**ACTIVITY**
Begin your copy at the line that holds "Where can you spot the bulldozer track?" and carry it through the final line of the data, writing out each line exactly and omitting pictures.
#####
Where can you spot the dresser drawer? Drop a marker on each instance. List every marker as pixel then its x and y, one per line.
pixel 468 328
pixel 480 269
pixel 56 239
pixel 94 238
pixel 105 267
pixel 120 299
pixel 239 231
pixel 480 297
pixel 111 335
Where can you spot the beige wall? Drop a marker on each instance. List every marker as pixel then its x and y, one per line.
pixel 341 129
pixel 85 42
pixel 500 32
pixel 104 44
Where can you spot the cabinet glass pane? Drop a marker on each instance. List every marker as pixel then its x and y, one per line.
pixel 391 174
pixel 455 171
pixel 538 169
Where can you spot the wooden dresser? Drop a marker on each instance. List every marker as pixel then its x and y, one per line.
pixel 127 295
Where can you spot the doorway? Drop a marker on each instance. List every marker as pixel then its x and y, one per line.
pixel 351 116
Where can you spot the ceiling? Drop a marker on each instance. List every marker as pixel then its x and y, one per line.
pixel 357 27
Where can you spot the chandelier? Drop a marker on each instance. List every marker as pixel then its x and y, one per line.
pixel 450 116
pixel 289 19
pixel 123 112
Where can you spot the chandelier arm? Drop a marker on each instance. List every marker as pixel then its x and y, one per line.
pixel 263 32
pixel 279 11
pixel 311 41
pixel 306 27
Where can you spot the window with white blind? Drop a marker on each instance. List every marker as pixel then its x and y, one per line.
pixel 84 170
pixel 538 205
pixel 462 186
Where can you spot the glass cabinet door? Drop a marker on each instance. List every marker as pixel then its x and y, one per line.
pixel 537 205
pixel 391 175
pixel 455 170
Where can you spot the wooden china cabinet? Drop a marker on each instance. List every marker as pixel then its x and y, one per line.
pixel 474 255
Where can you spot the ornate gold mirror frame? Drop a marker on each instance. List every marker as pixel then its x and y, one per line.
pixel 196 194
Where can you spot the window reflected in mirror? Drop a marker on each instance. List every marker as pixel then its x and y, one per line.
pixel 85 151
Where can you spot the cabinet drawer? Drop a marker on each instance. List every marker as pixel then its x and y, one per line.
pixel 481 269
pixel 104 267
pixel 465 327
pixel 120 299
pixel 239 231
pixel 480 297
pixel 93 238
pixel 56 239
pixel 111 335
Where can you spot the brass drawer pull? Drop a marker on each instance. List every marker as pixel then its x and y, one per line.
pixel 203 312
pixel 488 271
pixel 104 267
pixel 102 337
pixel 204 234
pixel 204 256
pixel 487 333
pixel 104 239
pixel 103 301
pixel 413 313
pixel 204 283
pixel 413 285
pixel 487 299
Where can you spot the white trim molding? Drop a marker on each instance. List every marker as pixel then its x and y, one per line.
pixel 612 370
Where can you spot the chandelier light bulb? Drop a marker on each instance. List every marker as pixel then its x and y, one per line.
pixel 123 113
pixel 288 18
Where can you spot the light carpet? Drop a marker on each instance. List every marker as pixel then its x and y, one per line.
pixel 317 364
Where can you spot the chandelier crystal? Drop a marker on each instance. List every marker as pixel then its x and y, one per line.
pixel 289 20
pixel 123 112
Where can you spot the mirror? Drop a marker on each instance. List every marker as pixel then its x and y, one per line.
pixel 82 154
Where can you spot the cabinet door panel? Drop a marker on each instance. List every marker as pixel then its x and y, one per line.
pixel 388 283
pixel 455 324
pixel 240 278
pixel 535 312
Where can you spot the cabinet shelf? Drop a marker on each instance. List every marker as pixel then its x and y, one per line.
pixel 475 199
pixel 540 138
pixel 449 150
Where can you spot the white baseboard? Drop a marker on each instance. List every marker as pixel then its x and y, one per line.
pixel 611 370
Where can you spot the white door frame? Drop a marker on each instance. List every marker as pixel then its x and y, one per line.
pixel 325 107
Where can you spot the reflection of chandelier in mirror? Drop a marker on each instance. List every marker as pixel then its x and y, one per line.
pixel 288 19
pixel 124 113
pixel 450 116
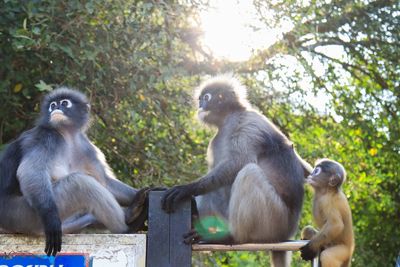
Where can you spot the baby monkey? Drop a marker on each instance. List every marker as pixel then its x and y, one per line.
pixel 331 214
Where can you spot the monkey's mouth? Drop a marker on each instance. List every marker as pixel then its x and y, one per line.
pixel 310 181
pixel 201 114
pixel 57 116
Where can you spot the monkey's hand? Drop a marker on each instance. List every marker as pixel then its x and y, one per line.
pixel 191 237
pixel 53 232
pixel 176 195
pixel 307 252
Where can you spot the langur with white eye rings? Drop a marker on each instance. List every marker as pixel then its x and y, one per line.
pixel 255 177
pixel 332 214
pixel 52 174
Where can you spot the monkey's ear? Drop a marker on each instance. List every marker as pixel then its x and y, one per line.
pixel 334 180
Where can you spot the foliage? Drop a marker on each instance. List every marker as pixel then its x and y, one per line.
pixel 139 60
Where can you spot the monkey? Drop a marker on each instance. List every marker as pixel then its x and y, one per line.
pixel 53 180
pixel 332 214
pixel 255 178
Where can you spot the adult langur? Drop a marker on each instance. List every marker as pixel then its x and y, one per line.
pixel 52 174
pixel 255 177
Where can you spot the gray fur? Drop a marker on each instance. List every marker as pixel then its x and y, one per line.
pixel 255 177
pixel 52 174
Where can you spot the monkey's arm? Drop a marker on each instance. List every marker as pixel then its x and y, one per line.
pixel 98 167
pixel 36 187
pixel 330 231
pixel 9 162
pixel 241 152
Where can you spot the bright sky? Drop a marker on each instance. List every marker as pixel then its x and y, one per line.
pixel 227 33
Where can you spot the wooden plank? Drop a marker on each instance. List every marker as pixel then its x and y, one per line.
pixel 158 247
pixel 282 246
pixel 180 223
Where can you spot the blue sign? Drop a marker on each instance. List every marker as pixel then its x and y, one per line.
pixel 62 260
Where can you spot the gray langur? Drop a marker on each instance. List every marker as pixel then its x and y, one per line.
pixel 332 215
pixel 255 178
pixel 52 174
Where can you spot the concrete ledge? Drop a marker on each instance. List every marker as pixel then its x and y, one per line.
pixel 103 249
pixel 282 246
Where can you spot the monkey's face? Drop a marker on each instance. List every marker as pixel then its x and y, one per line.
pixel 215 101
pixel 326 174
pixel 65 108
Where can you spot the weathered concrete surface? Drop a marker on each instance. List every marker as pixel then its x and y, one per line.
pixel 105 250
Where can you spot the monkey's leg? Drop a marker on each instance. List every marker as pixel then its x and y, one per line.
pixel 308 232
pixel 81 193
pixel 257 213
pixel 75 224
pixel 335 256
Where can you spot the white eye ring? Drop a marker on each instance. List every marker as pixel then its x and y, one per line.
pixel 316 171
pixel 52 106
pixel 66 103
pixel 207 97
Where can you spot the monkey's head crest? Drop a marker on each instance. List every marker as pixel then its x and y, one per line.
pixel 65 108
pixel 220 96
pixel 226 82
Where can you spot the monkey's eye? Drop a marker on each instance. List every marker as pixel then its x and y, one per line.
pixel 66 103
pixel 52 106
pixel 207 97
pixel 316 171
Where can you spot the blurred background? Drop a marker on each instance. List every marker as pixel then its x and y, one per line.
pixel 325 72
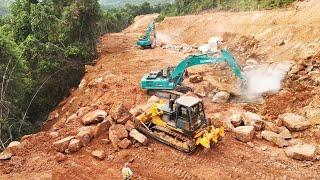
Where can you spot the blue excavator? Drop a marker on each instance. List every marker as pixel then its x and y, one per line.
pixel 165 82
pixel 147 41
pixel 181 122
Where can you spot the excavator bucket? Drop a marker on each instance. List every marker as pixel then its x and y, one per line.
pixel 206 136
pixel 232 63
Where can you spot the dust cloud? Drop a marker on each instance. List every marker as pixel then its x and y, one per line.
pixel 263 78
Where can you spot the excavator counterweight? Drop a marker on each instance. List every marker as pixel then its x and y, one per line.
pixel 172 77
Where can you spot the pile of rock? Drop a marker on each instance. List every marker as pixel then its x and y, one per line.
pixel 247 125
pixel 308 71
pixel 184 48
pixel 10 150
pixel 118 124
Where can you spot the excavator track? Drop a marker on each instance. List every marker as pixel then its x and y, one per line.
pixel 170 138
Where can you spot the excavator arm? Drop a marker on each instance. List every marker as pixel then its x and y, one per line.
pixel 146 41
pixel 178 72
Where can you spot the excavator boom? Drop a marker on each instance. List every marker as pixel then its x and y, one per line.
pixel 172 77
pixel 146 41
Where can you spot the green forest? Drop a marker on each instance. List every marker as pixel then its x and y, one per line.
pixel 44 46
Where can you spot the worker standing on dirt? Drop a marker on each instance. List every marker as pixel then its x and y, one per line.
pixel 126 172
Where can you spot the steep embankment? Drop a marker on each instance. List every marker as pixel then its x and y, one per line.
pixel 269 35
pixel 278 34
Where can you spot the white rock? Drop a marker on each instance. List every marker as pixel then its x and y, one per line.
pixel 139 137
pixel 221 97
pixel 302 152
pixel 294 122
pixel 94 117
pixel 274 138
pixel 244 133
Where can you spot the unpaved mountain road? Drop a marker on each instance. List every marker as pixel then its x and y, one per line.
pixel 121 65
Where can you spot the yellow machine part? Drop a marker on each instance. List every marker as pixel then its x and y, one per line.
pixel 153 114
pixel 208 135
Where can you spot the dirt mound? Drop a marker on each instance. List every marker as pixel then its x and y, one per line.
pixel 284 34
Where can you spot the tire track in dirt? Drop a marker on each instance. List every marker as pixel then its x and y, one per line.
pixel 165 167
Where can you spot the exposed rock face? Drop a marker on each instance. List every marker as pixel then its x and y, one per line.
pixel 302 152
pixel 285 133
pixel 294 122
pixel 120 114
pixel 221 97
pixel 117 132
pixel 124 143
pixel 275 138
pixel 59 157
pixel 195 78
pixel 12 147
pixel 85 134
pixel 94 117
pixel 98 154
pixel 139 137
pixel 244 133
pixel 153 99
pixel 252 119
pixel 129 125
pixel 62 144
pixel 101 128
pixel 74 146
pixel 236 120
pixel 54 134
pixel 5 156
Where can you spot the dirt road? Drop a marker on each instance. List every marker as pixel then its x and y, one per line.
pixel 115 79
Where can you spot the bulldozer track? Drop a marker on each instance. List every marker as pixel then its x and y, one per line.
pixel 180 173
pixel 172 133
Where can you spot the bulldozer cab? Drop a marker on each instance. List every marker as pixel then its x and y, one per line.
pixel 190 114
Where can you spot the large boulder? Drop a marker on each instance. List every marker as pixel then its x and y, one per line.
pixel 236 119
pixel 221 97
pixel 124 143
pixel 153 99
pixel 85 134
pixel 252 119
pixel 294 122
pixel 62 144
pixel 101 128
pixel 139 137
pixel 195 78
pixel 244 133
pixel 275 138
pixel 74 146
pixel 13 147
pixel 94 117
pixel 117 132
pixel 302 152
pixel 129 125
pixel 98 154
pixel 5 156
pixel 120 114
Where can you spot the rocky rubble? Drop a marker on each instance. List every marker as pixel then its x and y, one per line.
pixel 302 152
pixel 118 125
pixel 244 133
pixel 184 48
pixel 294 122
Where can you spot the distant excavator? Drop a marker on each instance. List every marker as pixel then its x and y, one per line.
pixel 148 41
pixel 166 83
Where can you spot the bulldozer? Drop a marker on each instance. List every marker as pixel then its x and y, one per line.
pixel 147 41
pixel 180 123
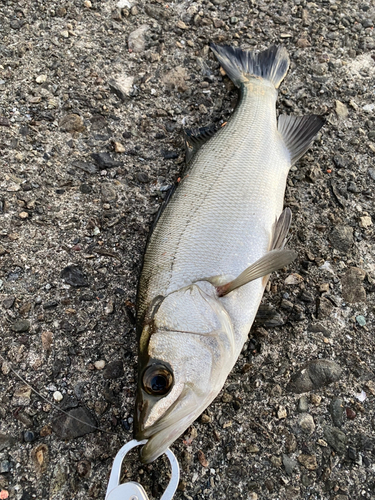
#####
**ANSWER BOX**
Where can you spot the bulldozer track? Drop a marker on each instance. List every marker as pixel then its x and y, one per line.
pixel 180 173
pixel 172 133
Where can you spot the bulldozer cab? Drop a marker on each instance. List every marker as pixel then its x and y, one per line.
pixel 190 114
Where can you spot the large boulder? Drop a marker on each instance. List every marker as pixel then its x and y, one per line.
pixel 236 119
pixel 221 97
pixel 124 143
pixel 153 99
pixel 85 134
pixel 252 119
pixel 294 122
pixel 62 144
pixel 101 128
pixel 139 137
pixel 195 78
pixel 244 133
pixel 275 138
pixel 74 146
pixel 13 147
pixel 94 117
pixel 117 132
pixel 302 152
pixel 129 125
pixel 98 154
pixel 5 156
pixel 120 114
Where can you spot the rocky rubble? Drop a marker on each instance. List every marker as pixel then its x and y, one per line.
pixel 302 152
pixel 118 125
pixel 244 133
pixel 184 48
pixel 294 122
Where can you spot the distant excavator? Drop a marker on each instance. List every marker as pixel then its x and y, one per line.
pixel 148 41
pixel 166 83
Where can you spot the bulldozer? Drop a marker on each instance. List every marker as pixel then its x and y, one per line.
pixel 147 41
pixel 180 123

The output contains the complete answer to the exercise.